**Extrait de page**
Sous le couvert du droit à l'information, les journalistes revendiquent leur droit à couvrir l'actualité des juridictions pénales.

Dans le nouveau droit de la presse burkinabè, le droit à l'information se laisse entrevoir à travers les lignes de l'article 9 de la loi sur la presse écrite. Il y est déclaré : «Les entreprises de presse publiques garantissent l'honnêteté, l'indépendance et le pluralisme de l'information, ainsi que l'expression pluraliste des courants de pensée et d'opinion dans le respect du principe d'égalité de traitement ». Ainsi rédigé, l'article 9 fait penser que l'obligation de fournir une information honnête, indépendante et pluraliste s'impose uniquement aux organes de presse publics, à l'exclusion de la presse privée.

Rédigé en pleine transition politique, l'article 9 de la loi sur la presse écrite traduit les critiques portées à l'endroit de la presse publique, qui par le passé, se serait écartée des principes d'honnêteté, d'indépendance et de pluralisme. Ces exigences tributaires de la qualité de l'information doivent s'étendre à toutes les catégories de médias, journaux, radios, télévision et presse en ligne, qu'ils soient du public ou du privé.

Dans la pratique, la mise en oeuvre du droit à l'information donne lieu à de nombreuses atteintes au droit à la présomption d'innocence. Il est même des praticiens du droit comme Me Nathalie Vaillant, avocate québécoise, pour qui « les journalistes ne sont pas soumis à l'obligation de respecter la présomption d'innocence, ni à un quelconque devoir de confidentialité ou de réserve 83(*)».

Alors que le législateur et les acteurs de la justice ont pour mission de protéger les droits des personnes, on peut relever aussi bien dans la loi que dans la pratique judiciaire des atteintes au droit à la présomption d'innocence. Ces atteintes résultent tantôt du droit d'expression reconnus aux acteurs judiciaires, tantôt des termes législatifs.

Nous examinerons les remises en cause du droit à la présomption d'innocence aussi bien par les journalistes (Section 1) que par les acteurs judiciaires (Section 2).

**Données présentées**
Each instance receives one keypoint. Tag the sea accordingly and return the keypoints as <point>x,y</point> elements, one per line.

---

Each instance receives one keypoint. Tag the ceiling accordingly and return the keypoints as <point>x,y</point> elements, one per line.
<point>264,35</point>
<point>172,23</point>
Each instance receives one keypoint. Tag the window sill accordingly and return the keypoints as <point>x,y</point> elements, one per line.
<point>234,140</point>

**Objectif**
Quelles catégories de médias l'extrait sur le droit à l'information et la présomption d'innocence énumère-t-il comme devant être soumises aux exigences d'honnêteté, d'indépendance et de pluralisme ? Citez-les toutes.

**Tâche accomplie**
- journaux
- radios
- télévision
- presse en ligne